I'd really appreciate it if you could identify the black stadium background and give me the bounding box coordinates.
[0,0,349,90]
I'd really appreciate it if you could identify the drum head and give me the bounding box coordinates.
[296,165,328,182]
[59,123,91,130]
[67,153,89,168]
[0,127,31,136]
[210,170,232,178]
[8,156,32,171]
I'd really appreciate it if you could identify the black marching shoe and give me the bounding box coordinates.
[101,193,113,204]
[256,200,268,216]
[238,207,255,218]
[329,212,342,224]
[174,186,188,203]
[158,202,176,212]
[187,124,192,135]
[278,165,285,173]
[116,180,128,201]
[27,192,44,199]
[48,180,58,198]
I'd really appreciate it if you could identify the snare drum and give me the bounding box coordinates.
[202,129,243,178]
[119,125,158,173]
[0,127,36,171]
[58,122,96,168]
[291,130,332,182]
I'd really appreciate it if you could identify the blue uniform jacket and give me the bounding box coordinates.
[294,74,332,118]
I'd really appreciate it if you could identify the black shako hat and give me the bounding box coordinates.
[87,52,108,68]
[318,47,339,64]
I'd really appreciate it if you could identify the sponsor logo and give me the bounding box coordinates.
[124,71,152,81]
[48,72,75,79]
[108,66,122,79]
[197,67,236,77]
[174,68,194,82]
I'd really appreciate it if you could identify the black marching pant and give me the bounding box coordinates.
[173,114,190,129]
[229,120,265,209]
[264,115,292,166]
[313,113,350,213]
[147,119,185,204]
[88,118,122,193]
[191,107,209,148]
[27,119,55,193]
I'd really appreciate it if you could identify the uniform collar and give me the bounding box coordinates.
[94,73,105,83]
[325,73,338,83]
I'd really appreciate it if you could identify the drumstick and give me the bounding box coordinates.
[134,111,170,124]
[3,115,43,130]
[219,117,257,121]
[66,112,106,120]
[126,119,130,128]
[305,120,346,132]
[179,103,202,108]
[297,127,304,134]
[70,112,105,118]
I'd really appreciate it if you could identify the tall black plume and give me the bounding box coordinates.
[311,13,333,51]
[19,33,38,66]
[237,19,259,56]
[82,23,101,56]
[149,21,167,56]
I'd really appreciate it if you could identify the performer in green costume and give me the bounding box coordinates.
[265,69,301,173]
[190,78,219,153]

Exercise brief.
Your answer must be an exact transcription of the lines from the one containing "I'd really appreciate it if you could identify the tall" through the last line of the records above, and nothing else.

Answer space.
I'd really appreciate it if you could identify the tall black plume and give me the bounding box coordinates.
[311,13,333,51]
[19,33,38,66]
[237,19,259,56]
[82,23,101,56]
[149,21,167,56]
I'd really appreciate it if you could identify the performer in green costume and give me the bounding box coordinates.
[265,69,301,173]
[190,78,219,153]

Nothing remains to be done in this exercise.